== GOAL ==
Count the lines in the rows below that contain the word "dress" and reply with only that number.

== THE INPUT ==
--

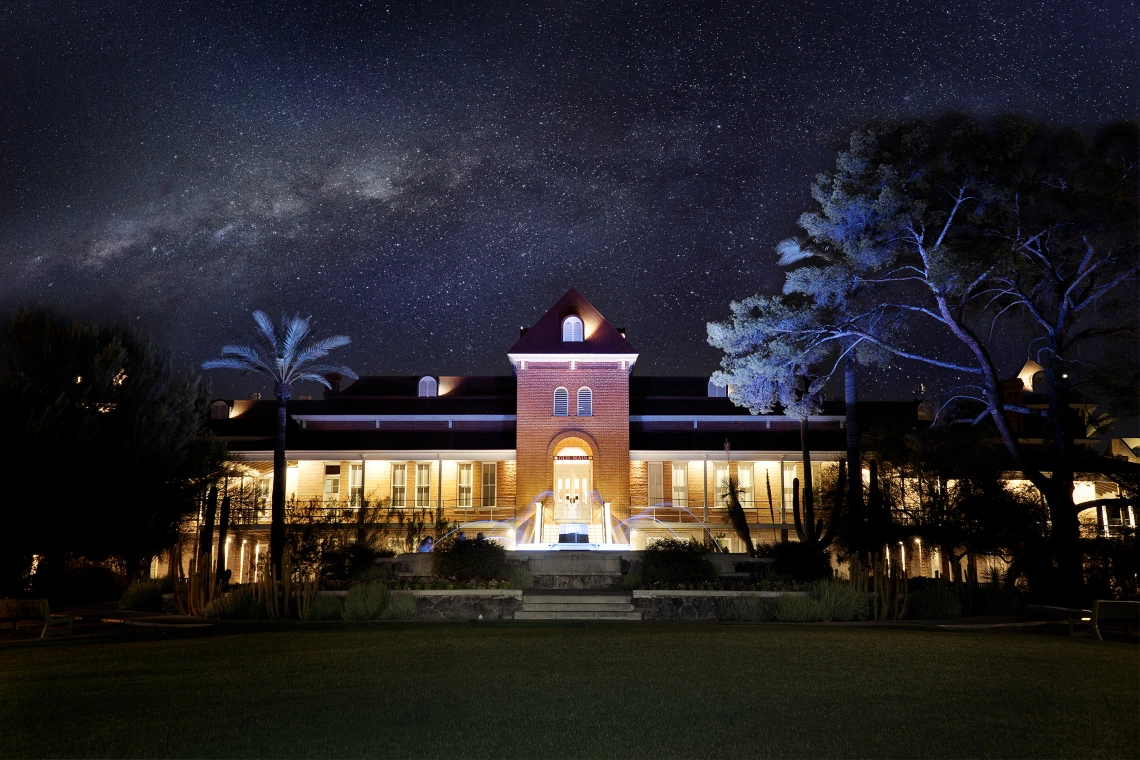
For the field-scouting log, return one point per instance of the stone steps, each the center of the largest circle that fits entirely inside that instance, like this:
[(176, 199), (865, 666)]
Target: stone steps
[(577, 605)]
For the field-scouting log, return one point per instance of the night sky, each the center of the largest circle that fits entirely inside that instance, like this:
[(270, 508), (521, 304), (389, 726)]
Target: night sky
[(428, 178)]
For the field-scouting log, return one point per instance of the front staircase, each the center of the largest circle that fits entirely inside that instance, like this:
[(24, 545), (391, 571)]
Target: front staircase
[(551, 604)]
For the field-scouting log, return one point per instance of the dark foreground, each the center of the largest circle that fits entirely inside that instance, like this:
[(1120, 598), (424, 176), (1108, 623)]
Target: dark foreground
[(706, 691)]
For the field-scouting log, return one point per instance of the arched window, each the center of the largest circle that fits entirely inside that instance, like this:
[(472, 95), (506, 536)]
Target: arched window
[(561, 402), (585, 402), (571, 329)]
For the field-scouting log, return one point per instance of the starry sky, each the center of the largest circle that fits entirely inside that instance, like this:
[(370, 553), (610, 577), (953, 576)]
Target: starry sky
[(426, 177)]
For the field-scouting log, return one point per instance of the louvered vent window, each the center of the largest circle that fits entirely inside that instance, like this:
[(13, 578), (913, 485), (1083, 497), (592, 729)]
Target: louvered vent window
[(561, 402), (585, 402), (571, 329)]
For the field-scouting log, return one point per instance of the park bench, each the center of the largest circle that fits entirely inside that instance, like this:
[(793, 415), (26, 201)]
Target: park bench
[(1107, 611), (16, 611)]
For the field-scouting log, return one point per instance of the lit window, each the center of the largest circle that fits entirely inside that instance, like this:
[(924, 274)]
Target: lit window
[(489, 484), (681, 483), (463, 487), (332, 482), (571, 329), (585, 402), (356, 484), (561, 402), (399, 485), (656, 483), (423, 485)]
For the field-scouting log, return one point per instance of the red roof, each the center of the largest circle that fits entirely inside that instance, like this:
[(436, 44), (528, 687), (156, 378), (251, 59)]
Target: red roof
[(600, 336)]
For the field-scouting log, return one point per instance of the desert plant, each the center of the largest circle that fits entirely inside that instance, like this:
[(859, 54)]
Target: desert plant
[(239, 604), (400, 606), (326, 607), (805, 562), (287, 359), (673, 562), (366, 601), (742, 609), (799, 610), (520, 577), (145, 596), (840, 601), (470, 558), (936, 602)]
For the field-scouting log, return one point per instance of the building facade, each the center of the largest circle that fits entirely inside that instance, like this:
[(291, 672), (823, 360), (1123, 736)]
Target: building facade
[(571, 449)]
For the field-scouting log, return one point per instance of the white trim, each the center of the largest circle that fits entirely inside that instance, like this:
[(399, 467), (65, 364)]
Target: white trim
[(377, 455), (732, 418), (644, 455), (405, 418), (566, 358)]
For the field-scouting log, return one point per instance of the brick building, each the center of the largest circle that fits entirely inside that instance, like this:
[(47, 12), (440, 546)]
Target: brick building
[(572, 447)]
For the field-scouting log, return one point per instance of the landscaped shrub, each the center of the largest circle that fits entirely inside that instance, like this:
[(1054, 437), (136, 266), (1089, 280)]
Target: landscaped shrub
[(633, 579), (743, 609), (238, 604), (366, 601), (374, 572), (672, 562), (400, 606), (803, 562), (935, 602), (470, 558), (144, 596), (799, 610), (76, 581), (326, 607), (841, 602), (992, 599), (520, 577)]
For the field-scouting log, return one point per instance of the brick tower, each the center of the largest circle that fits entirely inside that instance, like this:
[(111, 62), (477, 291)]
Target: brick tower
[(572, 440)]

--

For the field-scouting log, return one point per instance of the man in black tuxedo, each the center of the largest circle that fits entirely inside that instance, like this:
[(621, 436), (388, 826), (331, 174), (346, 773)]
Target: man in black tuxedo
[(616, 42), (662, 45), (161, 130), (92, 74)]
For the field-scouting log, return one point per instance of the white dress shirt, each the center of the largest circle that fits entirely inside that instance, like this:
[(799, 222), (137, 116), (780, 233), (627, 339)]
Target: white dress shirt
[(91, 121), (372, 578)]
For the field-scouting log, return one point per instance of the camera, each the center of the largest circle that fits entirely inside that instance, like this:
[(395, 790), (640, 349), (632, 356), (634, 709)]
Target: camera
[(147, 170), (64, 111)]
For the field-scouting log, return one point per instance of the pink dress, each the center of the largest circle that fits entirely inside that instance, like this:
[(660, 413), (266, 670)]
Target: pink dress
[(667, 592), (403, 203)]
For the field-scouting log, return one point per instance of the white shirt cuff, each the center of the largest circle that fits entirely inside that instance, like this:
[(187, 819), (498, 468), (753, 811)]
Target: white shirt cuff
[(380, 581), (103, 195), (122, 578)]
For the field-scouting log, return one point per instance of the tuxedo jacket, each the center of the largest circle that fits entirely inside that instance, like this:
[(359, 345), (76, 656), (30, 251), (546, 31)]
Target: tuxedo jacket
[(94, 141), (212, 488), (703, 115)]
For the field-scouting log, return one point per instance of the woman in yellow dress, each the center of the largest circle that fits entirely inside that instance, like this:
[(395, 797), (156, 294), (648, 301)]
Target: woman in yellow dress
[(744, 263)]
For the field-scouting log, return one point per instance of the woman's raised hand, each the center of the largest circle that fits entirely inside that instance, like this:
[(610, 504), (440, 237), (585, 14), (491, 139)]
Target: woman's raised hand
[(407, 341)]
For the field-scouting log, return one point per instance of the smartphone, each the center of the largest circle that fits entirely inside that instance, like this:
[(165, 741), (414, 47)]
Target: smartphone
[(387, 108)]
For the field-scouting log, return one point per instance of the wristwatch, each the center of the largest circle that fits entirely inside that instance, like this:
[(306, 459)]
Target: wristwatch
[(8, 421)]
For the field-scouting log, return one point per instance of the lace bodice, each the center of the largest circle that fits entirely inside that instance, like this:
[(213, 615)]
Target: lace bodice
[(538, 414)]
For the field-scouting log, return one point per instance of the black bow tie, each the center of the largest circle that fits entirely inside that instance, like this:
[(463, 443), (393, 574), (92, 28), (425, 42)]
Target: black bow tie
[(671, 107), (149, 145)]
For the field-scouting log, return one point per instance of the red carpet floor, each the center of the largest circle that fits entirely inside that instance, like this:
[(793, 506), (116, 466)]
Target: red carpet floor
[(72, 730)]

--

== THE ANSWER ==
6